■ **Try it**
Transcribe exactly the lines from the one holding "Query: gold fork" to the end of the data below, including both of those lines and no others.
BEGIN
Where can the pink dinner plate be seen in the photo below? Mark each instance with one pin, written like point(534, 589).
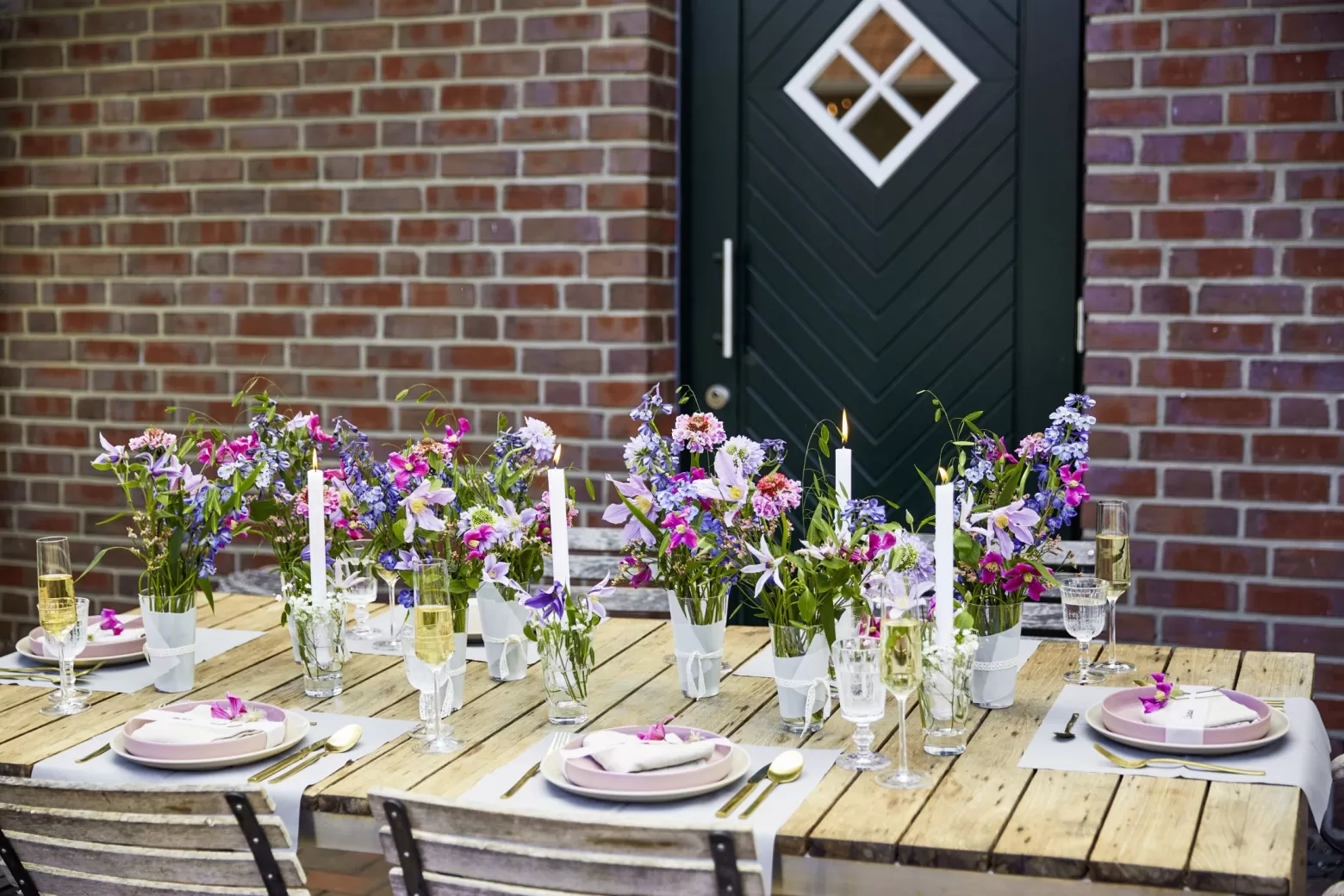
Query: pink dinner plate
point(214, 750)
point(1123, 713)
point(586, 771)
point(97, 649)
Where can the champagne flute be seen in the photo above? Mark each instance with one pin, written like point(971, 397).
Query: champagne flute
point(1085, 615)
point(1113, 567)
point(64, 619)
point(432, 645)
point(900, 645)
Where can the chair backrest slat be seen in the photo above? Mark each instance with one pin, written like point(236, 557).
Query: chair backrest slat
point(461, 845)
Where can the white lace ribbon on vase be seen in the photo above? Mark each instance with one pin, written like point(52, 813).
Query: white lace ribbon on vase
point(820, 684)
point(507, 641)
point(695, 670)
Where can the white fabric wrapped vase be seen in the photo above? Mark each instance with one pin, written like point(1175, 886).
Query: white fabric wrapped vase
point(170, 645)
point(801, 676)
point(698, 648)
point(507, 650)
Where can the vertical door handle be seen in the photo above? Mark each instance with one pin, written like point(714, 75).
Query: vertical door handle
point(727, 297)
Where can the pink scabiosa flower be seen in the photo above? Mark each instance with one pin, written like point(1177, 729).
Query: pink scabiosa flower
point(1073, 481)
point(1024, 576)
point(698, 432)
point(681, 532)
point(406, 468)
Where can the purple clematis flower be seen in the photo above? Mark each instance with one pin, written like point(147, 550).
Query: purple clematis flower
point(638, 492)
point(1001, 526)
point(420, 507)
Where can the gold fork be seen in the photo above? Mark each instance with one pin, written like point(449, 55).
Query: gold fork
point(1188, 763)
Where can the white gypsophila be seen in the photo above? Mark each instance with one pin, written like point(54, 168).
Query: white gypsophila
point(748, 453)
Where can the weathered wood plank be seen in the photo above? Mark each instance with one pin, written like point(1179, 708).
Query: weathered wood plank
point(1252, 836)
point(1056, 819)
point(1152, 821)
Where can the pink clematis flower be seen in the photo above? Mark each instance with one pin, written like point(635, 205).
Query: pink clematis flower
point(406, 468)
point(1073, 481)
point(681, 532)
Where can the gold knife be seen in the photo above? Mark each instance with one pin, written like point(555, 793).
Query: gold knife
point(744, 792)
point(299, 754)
END
■ **Answer to this task**
Query: gold fork
point(1188, 763)
Where can the white gypsophila be seen in the photo above? Mark each instance with one pin, written like point(54, 168).
Query: white gypsophila
point(748, 453)
Where can the weathered wood plank be seen in the photo above? Mark each instance with one pin, written like point(1179, 708).
Query: weathered wood plank
point(1252, 836)
point(1056, 819)
point(1152, 821)
Where can the pink clematis flower be seen in the photo above? Mark each instance with one pin, written like point(635, 205).
Query: pink clematis flower
point(406, 468)
point(1073, 481)
point(681, 532)
Where can the gold knife be seen in the photo above? Mark each instance with one pin, written like point(555, 793).
Query: gold knife
point(744, 792)
point(299, 754)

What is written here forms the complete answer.